• **What this task involves**:
Write out every one of the records below as a numbered list, leaving out blank lines and pictures.
================================
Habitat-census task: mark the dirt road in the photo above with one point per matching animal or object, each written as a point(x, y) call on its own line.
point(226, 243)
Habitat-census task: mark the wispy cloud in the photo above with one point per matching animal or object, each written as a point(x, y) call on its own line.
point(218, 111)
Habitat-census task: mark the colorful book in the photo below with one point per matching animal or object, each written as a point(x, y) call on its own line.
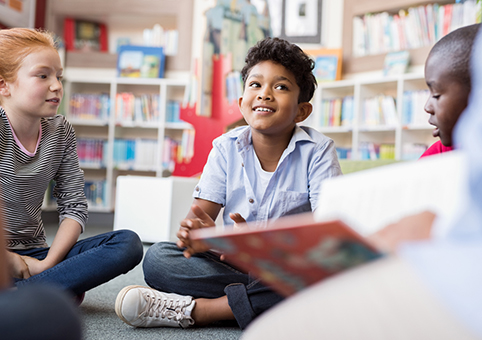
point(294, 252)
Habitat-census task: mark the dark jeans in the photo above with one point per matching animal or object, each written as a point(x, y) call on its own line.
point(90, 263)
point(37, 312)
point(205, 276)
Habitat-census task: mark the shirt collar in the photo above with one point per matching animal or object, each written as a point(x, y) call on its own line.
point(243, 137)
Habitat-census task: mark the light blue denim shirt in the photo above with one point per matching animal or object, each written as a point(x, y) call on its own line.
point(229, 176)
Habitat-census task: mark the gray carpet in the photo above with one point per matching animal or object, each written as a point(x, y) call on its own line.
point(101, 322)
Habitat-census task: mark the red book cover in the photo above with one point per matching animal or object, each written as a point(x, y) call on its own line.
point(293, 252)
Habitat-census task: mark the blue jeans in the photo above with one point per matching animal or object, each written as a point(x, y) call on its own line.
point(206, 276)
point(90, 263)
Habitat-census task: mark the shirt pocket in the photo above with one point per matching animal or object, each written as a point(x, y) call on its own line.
================================
• **Written answer**:
1. Habitat-census task: mark the dirt road in the photo above with one point per matching animal or object, each written as a point(x, y) call on its own line.
2. point(226, 243)
3. Habitat-census task: mark the wispy cloud in the photo above with one point per matching animal or object, each written as a point(x, y) call on its own line.
4. point(218, 111)
5. Habitat-census task: mark the colorful book in the photo below with one point per matching animal or object, each written as a point(x, y) call on its own line.
6. point(294, 252)
7. Habitat-census task: mark the dark jeans in the photo above with one point per matching animal or object, each written as a point(x, y) call on its own line.
8. point(90, 263)
9. point(37, 312)
10. point(205, 276)
11. Habitat-census task: mark the shirt collar in the photo above with one point per matching animal or object, each written as a point(x, y) call on its own line.
12. point(243, 137)
13. Habitat-census task: mark the light blue denim shirt in the photo above with one point per matching animal or object, each written as a point(x, y) call on its own line.
14. point(229, 176)
15. Habitat-census task: mark the gray carpet in the photo above with one point per matching animal or object, each written as a point(x, y) call on its own line.
16. point(101, 322)
17. Habitat-census task: mark the red book cover in the photo above with one point per matching animal or object, each written as a point(x, y) call on its own line.
18. point(293, 252)
19. Habitat-census task: mark the blue jeans in the photo above with one point per matching animal or object, each written as a point(x, y) call on its own line.
20. point(206, 276)
21. point(90, 263)
22. Habitat-census task: mark the shirt pocket in the photo above with one point per matching animal or object, each written as a point(x, y) call on its own line.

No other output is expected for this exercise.